Copy every line of the items below, requests included, and add -30 to each coordinate in the answer points, leaving the sample points inside the requests unchanged. Leave the pictures out of your answer.

--- START OF Information provided ---

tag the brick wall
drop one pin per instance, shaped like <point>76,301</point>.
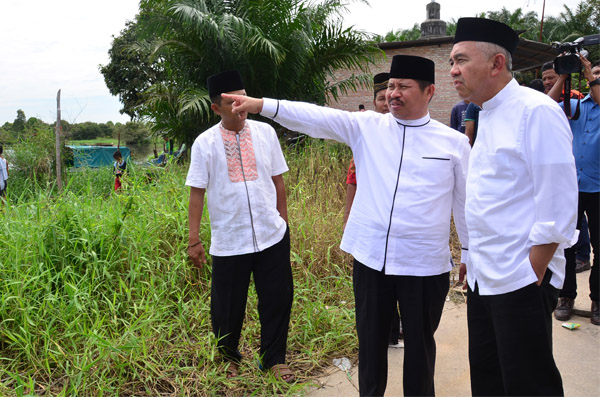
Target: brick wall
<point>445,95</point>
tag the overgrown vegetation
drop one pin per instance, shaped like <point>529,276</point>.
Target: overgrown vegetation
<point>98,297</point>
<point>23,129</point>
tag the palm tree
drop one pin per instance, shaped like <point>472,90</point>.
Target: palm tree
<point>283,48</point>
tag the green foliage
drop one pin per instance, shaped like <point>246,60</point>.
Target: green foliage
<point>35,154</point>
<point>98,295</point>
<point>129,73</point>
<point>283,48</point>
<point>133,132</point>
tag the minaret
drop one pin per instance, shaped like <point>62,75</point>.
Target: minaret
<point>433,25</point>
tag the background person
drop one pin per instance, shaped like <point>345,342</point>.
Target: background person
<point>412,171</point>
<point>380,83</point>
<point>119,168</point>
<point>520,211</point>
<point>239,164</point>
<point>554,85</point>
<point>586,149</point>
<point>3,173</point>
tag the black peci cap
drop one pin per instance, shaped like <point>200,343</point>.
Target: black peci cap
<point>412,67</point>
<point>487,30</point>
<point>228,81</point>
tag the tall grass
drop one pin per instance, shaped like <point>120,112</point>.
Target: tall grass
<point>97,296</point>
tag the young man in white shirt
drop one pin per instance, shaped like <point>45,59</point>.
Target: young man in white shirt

--- END OF Information provided ---

**Answer in full**
tag the brick wall
drop one pin per instance, shaped like <point>76,301</point>.
Target: brick wall
<point>415,65</point>
tag the overgrown vegetation
drop one pin per instance, shaped like <point>529,276</point>.
Target: overgrown vegetation
<point>68,267</point>
<point>-7,99</point>
tag the palm tree
drop one pin per instance, shaped like <point>472,90</point>.
Target: palm tree
<point>253,18</point>
tag the green foliage
drop one pin per instance, shaped like <point>246,60</point>.
Target: green foliage
<point>5,124</point>
<point>68,265</point>
<point>99,43</point>
<point>253,18</point>
<point>103,102</point>
tag the minaret
drop one pin per instance, shaped like <point>62,75</point>.
Target: minaret
<point>403,-5</point>
tag the background person
drop one pin per instance, shaped like <point>345,342</point>.
Target: background person
<point>382,141</point>
<point>350,53</point>
<point>89,138</point>
<point>490,181</point>
<point>209,134</point>
<point>524,55</point>
<point>556,119</point>
<point>-27,143</point>
tag the black peci cap
drop one pin per instance, shaped like <point>200,343</point>.
Target: black peci cap
<point>382,37</point>
<point>457,0</point>
<point>198,51</point>
tag the tall grass
drop one pin per instance, shaped like <point>120,112</point>.
Target: tall grass
<point>67,266</point>
tag the young man in white shirt
drop one pin per instance, shaped like <point>45,59</point>.
Target: young man in white shirt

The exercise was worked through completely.